▶ [The problem] Write each line exactly as it stands, from the line containing "in dark robe." through the end of the data.

─── Material for the task ───

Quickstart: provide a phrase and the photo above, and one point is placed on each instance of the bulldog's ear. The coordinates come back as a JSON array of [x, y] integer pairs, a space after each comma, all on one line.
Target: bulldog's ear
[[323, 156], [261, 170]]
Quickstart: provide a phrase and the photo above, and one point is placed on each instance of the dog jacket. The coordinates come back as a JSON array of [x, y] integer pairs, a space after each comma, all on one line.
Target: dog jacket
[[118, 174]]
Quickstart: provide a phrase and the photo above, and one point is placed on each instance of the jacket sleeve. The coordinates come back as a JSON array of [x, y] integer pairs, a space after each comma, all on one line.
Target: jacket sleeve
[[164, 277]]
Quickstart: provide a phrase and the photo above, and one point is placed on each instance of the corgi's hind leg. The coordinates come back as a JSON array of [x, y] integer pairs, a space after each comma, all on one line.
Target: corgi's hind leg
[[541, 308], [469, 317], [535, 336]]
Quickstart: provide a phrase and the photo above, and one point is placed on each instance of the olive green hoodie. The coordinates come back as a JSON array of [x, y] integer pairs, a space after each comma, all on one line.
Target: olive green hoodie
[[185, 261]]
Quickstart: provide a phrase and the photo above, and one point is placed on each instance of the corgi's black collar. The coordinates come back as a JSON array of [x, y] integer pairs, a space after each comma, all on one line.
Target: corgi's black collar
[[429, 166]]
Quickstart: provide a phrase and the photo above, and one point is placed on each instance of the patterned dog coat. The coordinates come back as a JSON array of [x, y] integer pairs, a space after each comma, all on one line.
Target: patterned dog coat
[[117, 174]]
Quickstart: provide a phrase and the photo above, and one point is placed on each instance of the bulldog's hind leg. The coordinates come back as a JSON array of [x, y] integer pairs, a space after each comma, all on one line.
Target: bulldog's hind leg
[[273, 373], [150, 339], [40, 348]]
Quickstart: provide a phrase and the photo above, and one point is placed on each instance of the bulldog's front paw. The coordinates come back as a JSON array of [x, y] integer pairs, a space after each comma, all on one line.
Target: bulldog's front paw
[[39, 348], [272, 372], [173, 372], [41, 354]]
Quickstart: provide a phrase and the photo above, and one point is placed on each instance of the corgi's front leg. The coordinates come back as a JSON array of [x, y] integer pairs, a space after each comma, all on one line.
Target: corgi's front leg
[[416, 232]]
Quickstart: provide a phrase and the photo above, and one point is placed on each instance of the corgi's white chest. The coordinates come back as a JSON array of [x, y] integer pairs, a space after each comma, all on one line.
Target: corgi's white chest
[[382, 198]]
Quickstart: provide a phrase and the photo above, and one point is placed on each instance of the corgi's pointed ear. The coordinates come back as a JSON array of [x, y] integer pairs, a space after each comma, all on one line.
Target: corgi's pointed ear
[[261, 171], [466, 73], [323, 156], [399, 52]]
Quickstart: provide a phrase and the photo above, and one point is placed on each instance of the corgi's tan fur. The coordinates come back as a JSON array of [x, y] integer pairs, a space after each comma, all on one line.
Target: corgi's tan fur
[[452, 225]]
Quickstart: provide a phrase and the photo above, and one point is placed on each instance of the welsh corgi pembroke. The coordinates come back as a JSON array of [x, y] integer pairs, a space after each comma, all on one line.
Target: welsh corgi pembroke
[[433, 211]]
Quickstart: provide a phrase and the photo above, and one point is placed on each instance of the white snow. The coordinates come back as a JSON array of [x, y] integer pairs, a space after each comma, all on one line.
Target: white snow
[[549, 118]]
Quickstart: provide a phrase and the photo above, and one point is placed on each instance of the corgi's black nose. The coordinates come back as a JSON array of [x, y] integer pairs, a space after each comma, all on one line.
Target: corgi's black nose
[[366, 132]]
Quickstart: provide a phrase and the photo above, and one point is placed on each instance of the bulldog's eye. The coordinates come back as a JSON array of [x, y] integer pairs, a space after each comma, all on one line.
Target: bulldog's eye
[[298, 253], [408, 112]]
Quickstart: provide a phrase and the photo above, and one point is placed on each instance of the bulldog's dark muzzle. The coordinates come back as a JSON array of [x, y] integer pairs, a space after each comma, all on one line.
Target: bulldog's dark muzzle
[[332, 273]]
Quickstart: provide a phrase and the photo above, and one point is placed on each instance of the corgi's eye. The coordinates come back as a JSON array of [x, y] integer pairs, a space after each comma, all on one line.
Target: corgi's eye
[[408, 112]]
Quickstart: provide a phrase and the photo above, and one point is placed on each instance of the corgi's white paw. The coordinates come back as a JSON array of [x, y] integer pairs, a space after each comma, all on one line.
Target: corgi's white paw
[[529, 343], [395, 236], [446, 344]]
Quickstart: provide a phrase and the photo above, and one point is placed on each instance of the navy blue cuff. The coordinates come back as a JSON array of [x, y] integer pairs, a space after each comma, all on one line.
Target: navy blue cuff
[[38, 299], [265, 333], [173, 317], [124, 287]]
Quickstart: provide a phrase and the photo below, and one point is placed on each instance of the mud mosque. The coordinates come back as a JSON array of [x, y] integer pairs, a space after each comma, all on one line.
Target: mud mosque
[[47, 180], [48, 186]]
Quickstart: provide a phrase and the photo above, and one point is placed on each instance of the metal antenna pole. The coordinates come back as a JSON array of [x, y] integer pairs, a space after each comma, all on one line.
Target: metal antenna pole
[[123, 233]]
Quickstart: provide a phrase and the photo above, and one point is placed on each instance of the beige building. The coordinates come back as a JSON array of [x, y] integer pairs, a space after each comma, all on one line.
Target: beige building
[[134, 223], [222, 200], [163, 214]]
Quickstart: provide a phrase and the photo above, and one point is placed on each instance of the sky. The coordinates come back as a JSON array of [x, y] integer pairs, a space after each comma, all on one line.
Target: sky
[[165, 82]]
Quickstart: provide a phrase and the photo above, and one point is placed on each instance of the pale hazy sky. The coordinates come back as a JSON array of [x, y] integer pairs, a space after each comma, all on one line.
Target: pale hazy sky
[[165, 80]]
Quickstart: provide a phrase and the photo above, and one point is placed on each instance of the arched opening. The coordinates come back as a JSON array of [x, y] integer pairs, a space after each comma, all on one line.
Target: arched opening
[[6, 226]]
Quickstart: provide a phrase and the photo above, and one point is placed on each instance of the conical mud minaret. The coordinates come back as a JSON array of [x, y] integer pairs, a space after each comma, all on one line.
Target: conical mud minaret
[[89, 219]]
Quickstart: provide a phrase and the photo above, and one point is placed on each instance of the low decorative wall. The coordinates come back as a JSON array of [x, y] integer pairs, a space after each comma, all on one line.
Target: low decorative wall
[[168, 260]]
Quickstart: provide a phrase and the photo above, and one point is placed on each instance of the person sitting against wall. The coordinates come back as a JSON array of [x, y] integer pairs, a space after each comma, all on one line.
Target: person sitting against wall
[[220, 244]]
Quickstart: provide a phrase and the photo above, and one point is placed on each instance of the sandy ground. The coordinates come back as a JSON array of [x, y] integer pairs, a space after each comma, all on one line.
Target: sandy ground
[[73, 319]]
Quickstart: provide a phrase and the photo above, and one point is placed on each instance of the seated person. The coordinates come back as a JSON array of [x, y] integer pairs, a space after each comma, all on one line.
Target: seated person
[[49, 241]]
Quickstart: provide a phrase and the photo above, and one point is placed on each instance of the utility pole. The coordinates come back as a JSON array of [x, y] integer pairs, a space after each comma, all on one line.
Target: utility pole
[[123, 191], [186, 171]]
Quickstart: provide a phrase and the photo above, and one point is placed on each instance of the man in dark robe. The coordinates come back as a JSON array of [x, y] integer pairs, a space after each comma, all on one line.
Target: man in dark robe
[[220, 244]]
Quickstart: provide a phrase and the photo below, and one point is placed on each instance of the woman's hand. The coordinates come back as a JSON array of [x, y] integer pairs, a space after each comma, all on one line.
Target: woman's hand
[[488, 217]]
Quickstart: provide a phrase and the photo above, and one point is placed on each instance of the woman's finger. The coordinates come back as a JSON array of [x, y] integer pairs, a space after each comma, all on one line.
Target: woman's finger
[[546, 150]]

───

▶ [Answer to the problem]
Quickstart: provide a phrase and the photo above, and one point is placed on each instance of the man in dark robe. The coordinates come back as a JSON array of [x, y] integer pairs, a space after each comma, all on one line.
Target: man in dark robe
[[220, 244]]
Quickstart: provide a phrase and the photo below, and one point is placed on each instance of the woman's hand. The coordinates come back as a JSON array of [x, y] integer pairs, a space after each comma, all on one line.
Target: woman's hand
[[488, 217]]
Quickstart: provide a phrase and the photo above, and one point is placed on each instance of the woman's finger. The coordinates come back as a JSON array of [x, y] integer pairs, a space after each comma, all on one line.
Target: woman's finger
[[546, 150]]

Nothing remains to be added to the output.